What this task involves: Each line of the listing should be reproduced exactly.

[[ Data provided, beginning ]]

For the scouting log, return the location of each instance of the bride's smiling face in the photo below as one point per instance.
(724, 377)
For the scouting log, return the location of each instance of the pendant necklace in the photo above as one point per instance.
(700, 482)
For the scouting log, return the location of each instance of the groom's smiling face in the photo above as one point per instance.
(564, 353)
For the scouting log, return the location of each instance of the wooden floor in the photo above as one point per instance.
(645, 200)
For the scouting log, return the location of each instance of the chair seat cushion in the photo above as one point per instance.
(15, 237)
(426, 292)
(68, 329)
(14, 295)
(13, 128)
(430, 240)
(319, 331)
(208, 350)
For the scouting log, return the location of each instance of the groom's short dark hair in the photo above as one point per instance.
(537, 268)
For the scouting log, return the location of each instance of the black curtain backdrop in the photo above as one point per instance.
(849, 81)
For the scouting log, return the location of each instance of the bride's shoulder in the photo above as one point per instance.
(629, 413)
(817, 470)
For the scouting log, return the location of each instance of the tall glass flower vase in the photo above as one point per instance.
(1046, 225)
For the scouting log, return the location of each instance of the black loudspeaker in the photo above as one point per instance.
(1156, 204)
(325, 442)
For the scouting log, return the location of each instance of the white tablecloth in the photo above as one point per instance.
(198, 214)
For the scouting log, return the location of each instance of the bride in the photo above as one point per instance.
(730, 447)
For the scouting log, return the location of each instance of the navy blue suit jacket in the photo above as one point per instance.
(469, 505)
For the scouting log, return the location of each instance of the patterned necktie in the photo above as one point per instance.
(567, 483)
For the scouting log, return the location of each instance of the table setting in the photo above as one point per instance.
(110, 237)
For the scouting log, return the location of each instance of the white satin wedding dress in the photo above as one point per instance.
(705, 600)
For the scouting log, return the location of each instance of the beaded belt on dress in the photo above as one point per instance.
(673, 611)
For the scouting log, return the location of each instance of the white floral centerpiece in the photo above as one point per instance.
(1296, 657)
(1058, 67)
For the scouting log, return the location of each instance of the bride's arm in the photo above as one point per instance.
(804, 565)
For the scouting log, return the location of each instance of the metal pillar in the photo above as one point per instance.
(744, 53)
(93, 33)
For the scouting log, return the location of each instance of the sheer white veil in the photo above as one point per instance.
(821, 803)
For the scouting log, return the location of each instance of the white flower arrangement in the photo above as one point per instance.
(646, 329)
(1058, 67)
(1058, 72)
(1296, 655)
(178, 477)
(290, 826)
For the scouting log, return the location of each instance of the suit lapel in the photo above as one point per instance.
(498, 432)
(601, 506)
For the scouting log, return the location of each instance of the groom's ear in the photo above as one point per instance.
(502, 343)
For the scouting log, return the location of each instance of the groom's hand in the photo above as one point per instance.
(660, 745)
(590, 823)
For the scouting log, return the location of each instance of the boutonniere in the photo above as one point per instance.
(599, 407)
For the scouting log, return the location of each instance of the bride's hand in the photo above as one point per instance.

[[ Data provided, end ]]

Exercise output:
For the scouting log, return the location of each instance of the bride's smiling face in the photo below as one point per instance.
(724, 377)
For the scouting log, return the location of each instance of the pendant necklace in the photo above as one point per instance.
(700, 482)
For the scouting log, return the location of each instance of the groom's smiling face in the photo above as one point per instance.
(564, 353)
For the scouting log, return the location of each instance of the wooden floor in the photo above as one point per instance.
(645, 200)
For the scouting log, return the location of each instance of the chair seat cushion in the photo above as one point per instance.
(15, 237)
(426, 292)
(68, 329)
(14, 295)
(13, 128)
(430, 240)
(319, 331)
(208, 350)
For the scouting log, return the location of each instance of the groom's short dark hair in the photo above as one point per instance.
(537, 268)
For the scouting log, return the location of each instance of the black curtain backdrop in the photo above as one point per instance.
(849, 81)
For the scouting log, return the location of each instance of the bride's shoulder in the photo above as one point per instance.
(629, 413)
(817, 470)
For the scouting log, return the location of each instance of the tall glass flower vase in the photo above as one point per instance.
(1046, 225)
For the scouting log, return the location of each instance of the black loudspeaker in the photo above as one point per instance.
(1156, 204)
(325, 442)
For the scouting log, return the location of each instance of the white tablecloth in the photo above as one point per instance.
(198, 214)
For the scouting log, return the location of each instance of the bride in the photo above as one point per instance.
(730, 447)
For the scouting log, return the location of each instance of the navy blue suit jacket in the photo above as one point per instance.
(469, 505)
For the scouting log, return the location of each instance of the patterned necktie in the photo above as one point per instance.
(567, 483)
For the scouting log, return the location of each instance of the table setting in the photo above as one point per instance.
(110, 237)
For the scouting log, return the location of each instance of the white satin wedding dress in the photo above as one point per instance.
(705, 600)
For the scouting log, return the location of each instance of the beaded belt on dress in the photo above as one point per instance.
(673, 611)
For the scouting log, return the location of each instance of the white floral centerpiece in the photo above as one point per instance.
(1296, 657)
(1058, 67)
For the scouting log, return the location of each instance of the bride's arm in the photo above as one point per instance.
(804, 565)
For the scouting log, return the location of each instance of the metal pillar in the photo above as one point per instance.
(744, 53)
(93, 33)
For the scouting log, return the location of each instance of the sheer white veil in the photo above as one point per instance.
(821, 803)
For the scouting log, return the location of each instance of the white flower arrangement in the photo above as one point per instance.
(646, 329)
(1058, 67)
(1058, 72)
(1296, 655)
(178, 477)
(290, 826)
For the scouting log, return the location of each instance of the suit lapel in the photo above as one point per instance.
(498, 432)
(601, 506)
For the scouting log, return the location of each instance of the groom's ear in the photo above as one point per instance.
(502, 343)
For the scouting log, return the location of each instance of the groom's hand in the photo above as one point per instance.
(660, 745)
(590, 823)
For the scouting log, return the location of each instance of the boutonniere in the photo above as one point per instance.
(599, 407)
For the scouting log, return the location of each instance of the bride's hand in the photo above as one point per instance.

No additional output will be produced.